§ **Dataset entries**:
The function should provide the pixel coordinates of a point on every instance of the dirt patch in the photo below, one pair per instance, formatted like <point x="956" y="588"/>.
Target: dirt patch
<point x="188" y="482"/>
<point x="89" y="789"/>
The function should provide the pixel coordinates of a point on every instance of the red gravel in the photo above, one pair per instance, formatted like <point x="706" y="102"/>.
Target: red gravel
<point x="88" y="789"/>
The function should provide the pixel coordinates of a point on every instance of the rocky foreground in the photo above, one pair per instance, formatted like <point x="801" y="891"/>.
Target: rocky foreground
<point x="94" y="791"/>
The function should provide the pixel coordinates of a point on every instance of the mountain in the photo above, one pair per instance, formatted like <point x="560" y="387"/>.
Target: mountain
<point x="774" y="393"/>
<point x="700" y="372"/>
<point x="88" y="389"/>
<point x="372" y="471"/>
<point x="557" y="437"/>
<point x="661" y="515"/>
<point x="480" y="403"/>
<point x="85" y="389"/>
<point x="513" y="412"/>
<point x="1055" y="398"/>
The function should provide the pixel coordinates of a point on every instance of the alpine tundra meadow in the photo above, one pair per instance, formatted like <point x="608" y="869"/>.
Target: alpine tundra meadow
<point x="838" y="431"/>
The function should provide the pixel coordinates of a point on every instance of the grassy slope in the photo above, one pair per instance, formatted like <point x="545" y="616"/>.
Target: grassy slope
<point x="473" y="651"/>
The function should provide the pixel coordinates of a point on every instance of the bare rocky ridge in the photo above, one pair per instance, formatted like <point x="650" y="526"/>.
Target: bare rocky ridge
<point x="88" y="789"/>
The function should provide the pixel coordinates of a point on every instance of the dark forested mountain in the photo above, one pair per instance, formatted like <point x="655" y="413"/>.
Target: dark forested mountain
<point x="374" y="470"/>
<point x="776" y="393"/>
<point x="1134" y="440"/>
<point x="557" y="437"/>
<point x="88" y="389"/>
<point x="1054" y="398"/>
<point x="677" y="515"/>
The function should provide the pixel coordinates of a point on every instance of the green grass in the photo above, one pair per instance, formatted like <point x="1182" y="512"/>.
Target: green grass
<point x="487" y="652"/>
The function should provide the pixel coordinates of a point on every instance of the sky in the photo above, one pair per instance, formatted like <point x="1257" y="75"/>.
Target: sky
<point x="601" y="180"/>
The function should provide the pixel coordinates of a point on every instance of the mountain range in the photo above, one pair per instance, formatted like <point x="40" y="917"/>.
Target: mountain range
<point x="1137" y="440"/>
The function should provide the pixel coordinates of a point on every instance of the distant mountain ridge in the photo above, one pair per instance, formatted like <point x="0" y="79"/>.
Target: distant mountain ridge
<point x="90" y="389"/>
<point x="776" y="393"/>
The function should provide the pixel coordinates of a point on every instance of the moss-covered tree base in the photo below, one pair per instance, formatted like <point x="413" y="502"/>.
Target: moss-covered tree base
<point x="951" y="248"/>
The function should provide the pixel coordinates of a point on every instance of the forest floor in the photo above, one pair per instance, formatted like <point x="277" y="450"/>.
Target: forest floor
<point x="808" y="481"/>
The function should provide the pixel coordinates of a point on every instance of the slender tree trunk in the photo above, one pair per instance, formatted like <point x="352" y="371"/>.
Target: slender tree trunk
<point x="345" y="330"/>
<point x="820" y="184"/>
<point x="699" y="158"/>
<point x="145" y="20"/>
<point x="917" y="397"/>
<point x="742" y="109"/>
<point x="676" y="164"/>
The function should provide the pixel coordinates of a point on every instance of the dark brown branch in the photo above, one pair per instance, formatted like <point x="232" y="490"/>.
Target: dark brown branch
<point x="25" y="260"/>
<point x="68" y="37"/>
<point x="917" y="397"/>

§ **WHAT YOU NEED TO DO**: Please convert all of the data above into a JSON list of strings, with one string for each line and blank lines left out.

§ **EXERCISE RESULT**:
[
  "The function should provide the pixel coordinates of a point on every instance of the dirt patch in the photo below, one pair per instance, formatted like <point x=\"956\" y=\"588\"/>.",
  "Target: dirt patch",
  "<point x=\"188\" y=\"482\"/>",
  "<point x=\"89\" y=\"789\"/>",
  "The function should provide the pixel coordinates of a point on every instance of the red gravel in the photo above, one pair per instance, formatted like <point x=\"706\" y=\"102\"/>.",
  "Target: red gravel",
  "<point x=\"88\" y=\"789\"/>",
  "The function should provide the pixel coordinates of a point on every instance of the rocky foreground in the photo above, one pair per instance, formatted like <point x=\"801\" y=\"891\"/>.",
  "Target: rocky foreground",
  "<point x=\"94\" y=\"791\"/>",
  "The function should provide the pixel coordinates of a point on every instance of the mountain in the photo above, one pair per instance, formatted like <point x=\"560\" y=\"387\"/>.",
  "Target: mountain",
  "<point x=\"774\" y=\"393\"/>",
  "<point x=\"700\" y=\"372\"/>",
  "<point x=\"88\" y=\"389\"/>",
  "<point x=\"372\" y=\"471\"/>",
  "<point x=\"557\" y=\"437\"/>",
  "<point x=\"661\" y=\"515\"/>",
  "<point x=\"480\" y=\"403\"/>",
  "<point x=\"85\" y=\"389\"/>",
  "<point x=\"513\" y=\"412\"/>",
  "<point x=\"1055\" y=\"398\"/>",
  "The function should provide the pixel coordinates of a point on every instance of the alpine tundra meadow in the photo above, one pair per instance, formatted like <point x=\"608\" y=\"869\"/>.",
  "Target: alpine tundra meadow",
  "<point x=\"838\" y=\"431\"/>",
  "The function should provide the pixel coordinates of a point on every instance of the grassy slope in the photo above, one pair per instance, formatted like <point x=\"545\" y=\"616\"/>.",
  "Target: grassy slope",
  "<point x=\"473\" y=\"651\"/>",
  "The function should provide the pixel coordinates of a point on every instance of the bare rocky ridge in the photo above, one pair per instance, formatted like <point x=\"650\" y=\"526\"/>.",
  "Target: bare rocky ridge",
  "<point x=\"88\" y=\"789\"/>",
  "The function should provide the pixel coordinates of a point on every instance of the dark forested mountain in the photo above, one pair per instance, formatted like <point x=\"655\" y=\"413\"/>.",
  "Target: dark forested mountain",
  "<point x=\"374\" y=\"470\"/>",
  "<point x=\"776\" y=\"393\"/>",
  "<point x=\"1134\" y=\"440\"/>",
  "<point x=\"557\" y=\"437\"/>",
  "<point x=\"88\" y=\"389\"/>",
  "<point x=\"1054\" y=\"398\"/>",
  "<point x=\"677\" y=\"515\"/>",
  "The function should provide the pixel coordinates of a point on every instance of the green grass in the photo above, one pair per instance, formatted like <point x=\"1182\" y=\"512\"/>.",
  "Target: green grass",
  "<point x=\"487\" y=\"652\"/>",
  "The function should provide the pixel coordinates of a point on every instance of the sky in the photo above, one pair per instance, formatted like <point x=\"1257\" y=\"75\"/>.",
  "Target: sky",
  "<point x=\"601\" y=\"180\"/>",
  "The function should provide the pixel coordinates of a point on every instance of the mountain range in the photo above, one pair per instance, formatted like <point x=\"40\" y=\"917\"/>.",
  "Target: mountain range",
  "<point x=\"1137\" y=\"440\"/>",
  "The function should provide the pixel coordinates of a point on every instance of the distant mountain ridge in the photo above, one pair per instance, formatted like <point x=\"0\" y=\"79\"/>.",
  "Target: distant mountain ridge",
  "<point x=\"90\" y=\"389\"/>",
  "<point x=\"776\" y=\"393\"/>",
  "The function should provide the pixel coordinates of a point on every instance of the moss-covered tree base in the photo below, one pair per instance, formatted like <point x=\"413\" y=\"502\"/>.",
  "Target: moss-covered tree base",
  "<point x=\"951\" y=\"248\"/>",
  "The function should provide the pixel coordinates of a point on every instance of the forest floor in the photo above, one pair per instance, formatted like <point x=\"277\" y=\"450\"/>.",
  "Target: forest floor",
  "<point x=\"808\" y=\"481\"/>",
  "The function should provide the pixel coordinates of a point on every instance of the slender tree trunk in the photo above, one pair per instance, formatted like <point x=\"352\" y=\"371\"/>.",
  "Target: slender tree trunk",
  "<point x=\"345\" y=\"330\"/>",
  "<point x=\"820\" y=\"184\"/>",
  "<point x=\"699\" y=\"158\"/>",
  "<point x=\"145\" y=\"20\"/>",
  "<point x=\"917\" y=\"397\"/>",
  "<point x=\"742\" y=\"109\"/>",
  "<point x=\"676\" y=\"164\"/>",
  "The function should provide the pixel coordinates of a point on every instance of the dark brown branch in the photo above, one pair per instance, formatted like <point x=\"232\" y=\"490\"/>.",
  "Target: dark brown branch",
  "<point x=\"25\" y=\"260\"/>",
  "<point x=\"68\" y=\"37\"/>",
  "<point x=\"917\" y=\"397\"/>"
]